> [Information supplied]:
########
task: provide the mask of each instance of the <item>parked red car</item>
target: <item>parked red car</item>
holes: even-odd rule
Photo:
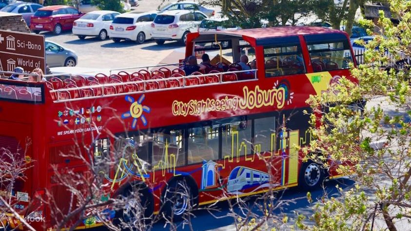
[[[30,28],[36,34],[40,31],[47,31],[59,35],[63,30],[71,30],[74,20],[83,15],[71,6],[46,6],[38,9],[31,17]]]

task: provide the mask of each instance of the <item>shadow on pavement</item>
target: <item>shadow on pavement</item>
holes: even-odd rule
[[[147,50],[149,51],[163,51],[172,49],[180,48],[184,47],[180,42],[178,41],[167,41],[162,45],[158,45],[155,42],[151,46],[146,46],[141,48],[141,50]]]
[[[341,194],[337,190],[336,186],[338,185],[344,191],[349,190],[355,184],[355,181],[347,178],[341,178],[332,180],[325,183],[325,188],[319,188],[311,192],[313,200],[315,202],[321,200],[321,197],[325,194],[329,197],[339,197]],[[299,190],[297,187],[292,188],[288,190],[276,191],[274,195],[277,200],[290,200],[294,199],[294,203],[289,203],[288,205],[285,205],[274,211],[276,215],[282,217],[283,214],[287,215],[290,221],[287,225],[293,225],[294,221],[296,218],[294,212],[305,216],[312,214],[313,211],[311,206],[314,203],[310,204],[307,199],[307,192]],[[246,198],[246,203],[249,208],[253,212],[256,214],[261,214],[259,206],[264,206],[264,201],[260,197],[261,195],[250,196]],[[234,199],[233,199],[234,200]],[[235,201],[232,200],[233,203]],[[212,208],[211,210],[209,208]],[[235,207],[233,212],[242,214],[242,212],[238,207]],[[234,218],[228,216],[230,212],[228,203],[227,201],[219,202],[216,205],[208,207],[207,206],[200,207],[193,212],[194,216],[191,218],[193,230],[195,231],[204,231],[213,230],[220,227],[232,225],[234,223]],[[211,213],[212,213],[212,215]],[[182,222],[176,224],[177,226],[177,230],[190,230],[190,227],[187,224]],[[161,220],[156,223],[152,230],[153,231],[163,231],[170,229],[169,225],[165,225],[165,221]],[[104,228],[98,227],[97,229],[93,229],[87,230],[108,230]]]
########
List every line of the listing above that contains the string "task", treating uppercase and lowercase as distinct.

task: provide the mask of each instance of the <item>parked red car</item>
task: provide the mask of each instance of the <item>shadow on pavement</item>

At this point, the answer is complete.